__Data section__
····················
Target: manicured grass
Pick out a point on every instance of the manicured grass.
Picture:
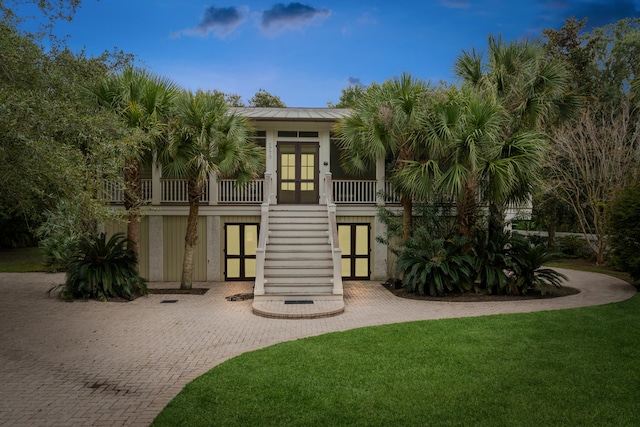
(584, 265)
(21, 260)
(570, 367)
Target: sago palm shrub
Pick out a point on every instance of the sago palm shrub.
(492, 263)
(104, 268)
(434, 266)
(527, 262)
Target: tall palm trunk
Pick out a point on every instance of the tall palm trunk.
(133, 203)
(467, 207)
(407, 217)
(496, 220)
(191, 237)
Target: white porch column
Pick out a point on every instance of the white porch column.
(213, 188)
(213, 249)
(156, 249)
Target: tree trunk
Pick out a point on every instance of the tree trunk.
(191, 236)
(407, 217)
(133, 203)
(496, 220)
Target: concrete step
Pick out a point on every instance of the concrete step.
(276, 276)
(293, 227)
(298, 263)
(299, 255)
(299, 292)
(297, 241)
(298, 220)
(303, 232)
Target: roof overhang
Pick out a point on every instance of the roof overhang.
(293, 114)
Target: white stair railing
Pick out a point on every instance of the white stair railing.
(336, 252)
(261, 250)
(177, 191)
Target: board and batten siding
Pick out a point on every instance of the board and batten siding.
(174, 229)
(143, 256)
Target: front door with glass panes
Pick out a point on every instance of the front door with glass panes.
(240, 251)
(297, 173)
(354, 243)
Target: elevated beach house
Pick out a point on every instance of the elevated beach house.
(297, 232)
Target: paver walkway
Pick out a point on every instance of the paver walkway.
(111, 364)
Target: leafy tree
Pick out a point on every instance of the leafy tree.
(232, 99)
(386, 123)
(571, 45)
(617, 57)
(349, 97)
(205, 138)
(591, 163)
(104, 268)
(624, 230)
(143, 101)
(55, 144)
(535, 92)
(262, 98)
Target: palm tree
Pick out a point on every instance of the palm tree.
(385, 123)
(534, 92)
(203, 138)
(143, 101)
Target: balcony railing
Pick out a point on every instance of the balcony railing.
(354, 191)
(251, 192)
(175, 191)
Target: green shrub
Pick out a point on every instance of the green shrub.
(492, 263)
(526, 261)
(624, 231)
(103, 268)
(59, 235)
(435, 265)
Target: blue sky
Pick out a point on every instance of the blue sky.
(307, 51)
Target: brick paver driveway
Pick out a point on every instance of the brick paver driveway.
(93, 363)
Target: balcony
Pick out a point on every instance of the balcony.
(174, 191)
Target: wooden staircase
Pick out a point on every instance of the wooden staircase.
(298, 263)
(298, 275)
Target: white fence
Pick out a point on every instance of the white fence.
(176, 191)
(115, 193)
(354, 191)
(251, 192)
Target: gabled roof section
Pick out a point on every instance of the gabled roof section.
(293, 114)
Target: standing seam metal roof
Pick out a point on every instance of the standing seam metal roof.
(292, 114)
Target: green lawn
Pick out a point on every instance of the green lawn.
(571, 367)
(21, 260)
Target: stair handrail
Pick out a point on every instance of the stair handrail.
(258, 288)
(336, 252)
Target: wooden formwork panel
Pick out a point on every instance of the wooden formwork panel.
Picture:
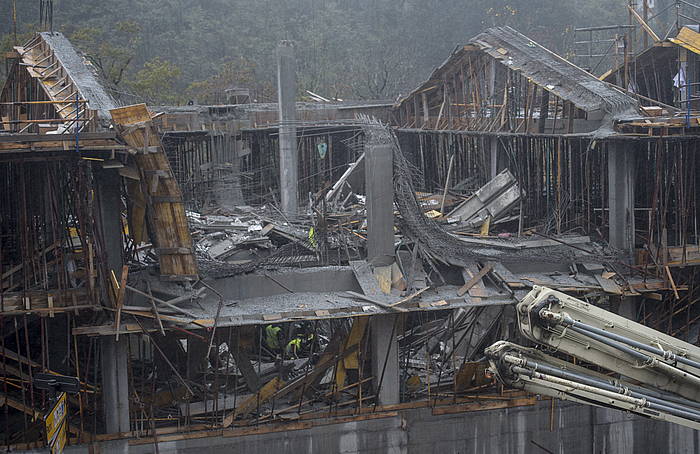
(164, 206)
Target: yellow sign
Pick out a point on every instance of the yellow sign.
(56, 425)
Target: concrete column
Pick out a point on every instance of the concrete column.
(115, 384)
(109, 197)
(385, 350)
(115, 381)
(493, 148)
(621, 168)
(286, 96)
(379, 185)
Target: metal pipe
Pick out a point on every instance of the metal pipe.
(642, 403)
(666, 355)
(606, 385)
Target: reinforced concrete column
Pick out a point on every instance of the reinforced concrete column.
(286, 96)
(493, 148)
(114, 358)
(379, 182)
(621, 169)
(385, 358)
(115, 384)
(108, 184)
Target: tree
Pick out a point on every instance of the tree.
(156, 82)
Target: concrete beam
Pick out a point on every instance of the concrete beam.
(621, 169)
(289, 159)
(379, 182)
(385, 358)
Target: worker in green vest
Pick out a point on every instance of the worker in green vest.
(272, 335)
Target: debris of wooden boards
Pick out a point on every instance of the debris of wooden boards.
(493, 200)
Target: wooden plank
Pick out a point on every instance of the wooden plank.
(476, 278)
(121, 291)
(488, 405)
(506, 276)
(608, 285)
····················
__Your instructions__
Check each line of the listing above. Copy it if it holds the string "grass".

__Answer for the task__
Target: manicured grass
Pick out a point on every instance of the manicured grass.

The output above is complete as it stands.